***** Provided records
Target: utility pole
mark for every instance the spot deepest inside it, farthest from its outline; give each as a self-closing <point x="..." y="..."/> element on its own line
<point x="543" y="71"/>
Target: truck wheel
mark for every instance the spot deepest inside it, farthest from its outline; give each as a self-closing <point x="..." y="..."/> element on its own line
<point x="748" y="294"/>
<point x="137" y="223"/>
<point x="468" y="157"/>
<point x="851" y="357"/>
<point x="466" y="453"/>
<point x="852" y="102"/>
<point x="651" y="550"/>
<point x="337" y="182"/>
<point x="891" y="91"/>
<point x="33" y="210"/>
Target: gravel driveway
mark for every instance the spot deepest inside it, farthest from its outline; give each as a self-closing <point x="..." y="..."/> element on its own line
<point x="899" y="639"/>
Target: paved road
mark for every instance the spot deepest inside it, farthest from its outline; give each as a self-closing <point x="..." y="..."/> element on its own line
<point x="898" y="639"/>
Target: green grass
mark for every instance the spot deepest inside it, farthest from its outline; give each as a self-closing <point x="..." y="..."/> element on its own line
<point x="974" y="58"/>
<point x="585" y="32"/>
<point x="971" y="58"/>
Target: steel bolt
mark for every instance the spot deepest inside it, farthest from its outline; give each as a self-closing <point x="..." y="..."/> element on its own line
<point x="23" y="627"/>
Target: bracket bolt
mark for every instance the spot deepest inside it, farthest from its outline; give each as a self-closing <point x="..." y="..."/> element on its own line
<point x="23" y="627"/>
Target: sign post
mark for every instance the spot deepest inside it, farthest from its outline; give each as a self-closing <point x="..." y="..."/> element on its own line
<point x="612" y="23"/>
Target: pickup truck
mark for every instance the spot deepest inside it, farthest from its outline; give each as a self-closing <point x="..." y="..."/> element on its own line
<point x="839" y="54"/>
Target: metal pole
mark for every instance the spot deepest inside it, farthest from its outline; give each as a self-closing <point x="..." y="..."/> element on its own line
**********
__Written exercise__. Format the lines from the one containing "Target: pickup truck" through the end of the entries, inclusive, as a JSON list of strings with one string per line and blank lines omitted.

__Final result__.
[
  "Target: pickup truck",
  "mark for every instance the spot deepest inside it, farthest from its outline; give each as a self-closing <point x=\"...\" y=\"...\"/> element on its own line",
  "<point x=\"839\" y=\"54\"/>",
  "Target: metal pole",
  "mark for every instance the spot deepest inside it, farthest from its outline; give each as a self-closing <point x=\"...\" y=\"...\"/> element on its own line"
]